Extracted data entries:
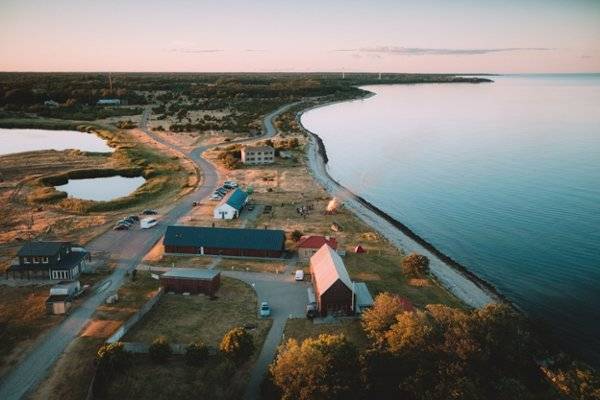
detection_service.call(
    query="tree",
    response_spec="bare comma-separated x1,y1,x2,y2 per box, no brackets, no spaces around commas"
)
185,340,208,366
93,342,131,394
292,229,302,242
361,292,413,343
270,334,360,400
402,253,429,276
148,336,171,363
219,327,254,364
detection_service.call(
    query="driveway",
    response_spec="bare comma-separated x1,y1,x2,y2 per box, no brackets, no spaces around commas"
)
0,103,295,400
222,271,309,400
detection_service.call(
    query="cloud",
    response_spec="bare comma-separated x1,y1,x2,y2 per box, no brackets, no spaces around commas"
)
334,46,553,56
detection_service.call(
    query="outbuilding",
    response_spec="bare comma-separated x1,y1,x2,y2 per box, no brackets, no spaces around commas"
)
163,225,285,258
213,188,248,219
160,268,221,296
310,244,354,316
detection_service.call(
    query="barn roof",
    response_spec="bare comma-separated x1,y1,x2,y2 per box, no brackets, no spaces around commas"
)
298,236,337,250
219,188,248,211
163,225,285,251
242,146,275,151
310,244,352,294
17,242,69,257
161,268,220,280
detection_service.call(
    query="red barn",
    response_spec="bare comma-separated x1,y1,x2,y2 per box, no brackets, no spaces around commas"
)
160,268,221,296
310,244,354,316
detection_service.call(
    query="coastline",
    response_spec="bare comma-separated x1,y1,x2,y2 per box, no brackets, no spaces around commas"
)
296,92,502,308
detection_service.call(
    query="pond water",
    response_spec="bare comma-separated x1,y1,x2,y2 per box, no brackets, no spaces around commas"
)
55,176,146,201
0,128,113,156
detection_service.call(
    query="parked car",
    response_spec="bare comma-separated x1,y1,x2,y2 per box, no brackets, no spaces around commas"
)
260,301,271,317
140,217,158,229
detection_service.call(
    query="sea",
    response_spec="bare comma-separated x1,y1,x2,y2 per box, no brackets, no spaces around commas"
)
302,74,600,365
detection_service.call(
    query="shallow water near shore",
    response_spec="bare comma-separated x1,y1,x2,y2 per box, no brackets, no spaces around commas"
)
0,128,113,156
302,74,600,362
55,176,146,201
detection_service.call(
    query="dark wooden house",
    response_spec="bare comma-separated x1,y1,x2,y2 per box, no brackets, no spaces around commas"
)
310,244,354,316
163,225,285,258
6,241,90,280
160,268,221,296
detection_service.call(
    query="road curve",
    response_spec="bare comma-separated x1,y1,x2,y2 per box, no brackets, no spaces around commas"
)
0,103,296,400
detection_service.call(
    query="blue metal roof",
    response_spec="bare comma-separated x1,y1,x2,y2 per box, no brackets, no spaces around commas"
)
163,225,285,251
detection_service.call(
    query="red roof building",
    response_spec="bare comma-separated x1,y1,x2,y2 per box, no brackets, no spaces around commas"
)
310,244,354,316
297,236,337,261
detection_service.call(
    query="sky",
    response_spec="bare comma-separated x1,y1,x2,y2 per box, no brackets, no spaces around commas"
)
0,0,600,73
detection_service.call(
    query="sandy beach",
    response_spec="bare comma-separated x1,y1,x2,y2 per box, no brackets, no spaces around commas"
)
297,104,502,308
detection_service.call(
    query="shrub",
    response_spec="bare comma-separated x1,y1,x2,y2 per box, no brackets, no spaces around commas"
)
148,336,171,363
185,341,208,365
219,327,254,364
402,253,429,276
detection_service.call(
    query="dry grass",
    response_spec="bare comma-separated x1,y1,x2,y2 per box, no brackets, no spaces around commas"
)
284,318,369,349
0,285,63,376
124,277,270,346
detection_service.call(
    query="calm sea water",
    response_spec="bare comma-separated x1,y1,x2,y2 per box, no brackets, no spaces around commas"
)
0,128,113,156
56,176,146,201
302,74,600,362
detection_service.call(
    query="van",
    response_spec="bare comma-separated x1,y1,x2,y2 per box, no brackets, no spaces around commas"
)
140,218,158,229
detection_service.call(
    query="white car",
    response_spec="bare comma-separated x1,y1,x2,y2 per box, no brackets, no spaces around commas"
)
140,217,158,229
260,301,271,317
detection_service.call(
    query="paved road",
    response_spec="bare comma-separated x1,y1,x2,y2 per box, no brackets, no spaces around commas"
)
0,103,295,400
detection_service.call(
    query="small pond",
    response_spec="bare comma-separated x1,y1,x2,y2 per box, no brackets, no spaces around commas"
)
0,128,113,156
55,176,146,201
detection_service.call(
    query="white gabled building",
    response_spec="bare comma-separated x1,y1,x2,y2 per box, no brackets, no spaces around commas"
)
242,146,275,164
213,188,248,219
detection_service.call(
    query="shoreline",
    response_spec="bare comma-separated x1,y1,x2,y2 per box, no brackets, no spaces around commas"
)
296,92,502,308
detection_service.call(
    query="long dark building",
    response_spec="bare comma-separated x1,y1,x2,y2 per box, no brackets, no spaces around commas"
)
163,225,285,258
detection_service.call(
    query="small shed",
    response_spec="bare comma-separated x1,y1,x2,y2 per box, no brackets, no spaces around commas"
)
46,294,73,314
213,188,248,219
354,244,367,254
160,268,221,296
354,282,373,314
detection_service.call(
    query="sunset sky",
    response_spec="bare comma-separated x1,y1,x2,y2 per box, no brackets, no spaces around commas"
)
0,0,600,73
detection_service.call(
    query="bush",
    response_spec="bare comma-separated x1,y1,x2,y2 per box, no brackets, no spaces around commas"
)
219,327,254,364
292,229,302,242
185,341,208,366
402,253,429,277
148,336,171,363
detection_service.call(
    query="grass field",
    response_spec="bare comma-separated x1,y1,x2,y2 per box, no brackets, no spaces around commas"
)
124,277,270,346
284,318,368,349
0,285,63,376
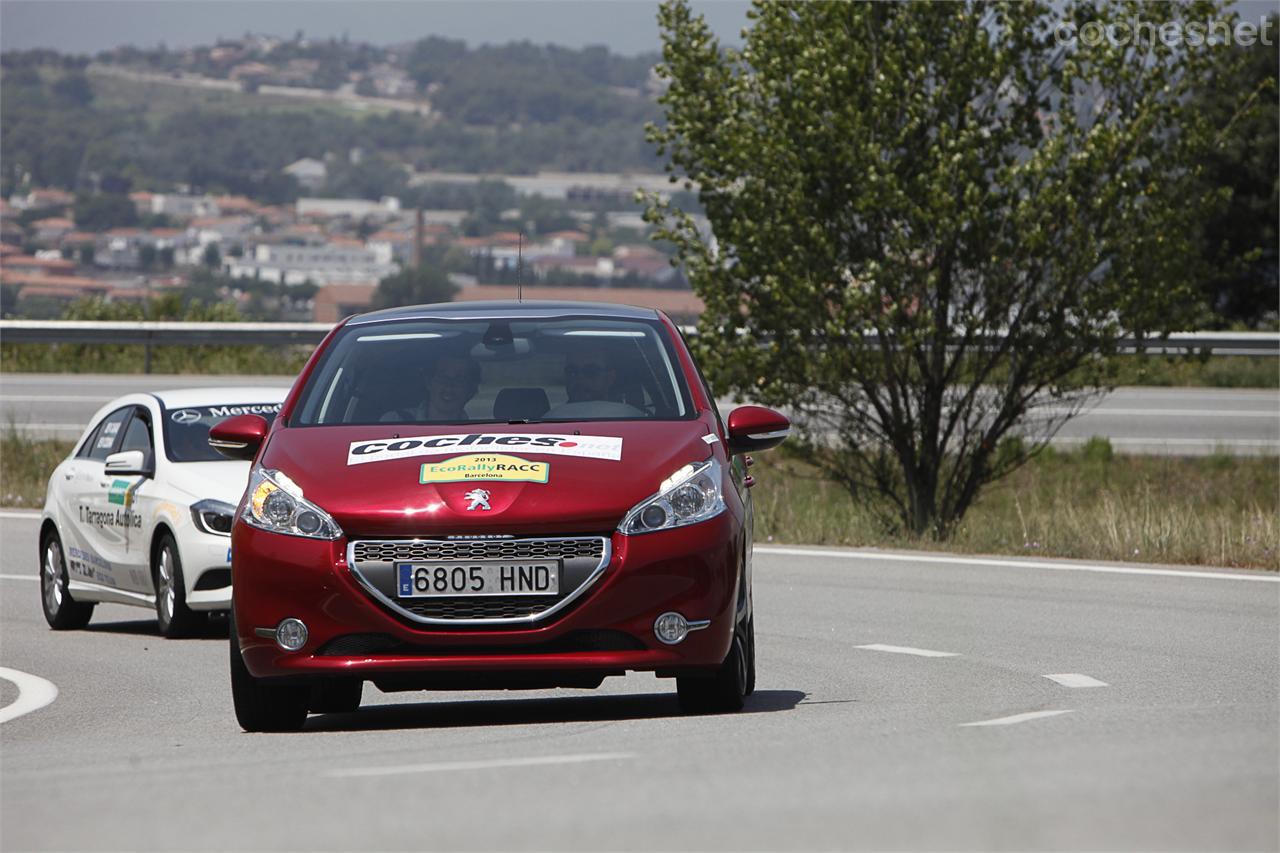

→ Requirements
Please locate every line in the material above that contains the word "water", and copy each of those lines. Case counts.

→ Worked answer
    query="pond water",
    query="shallow water near shore",
    query="calm sea water",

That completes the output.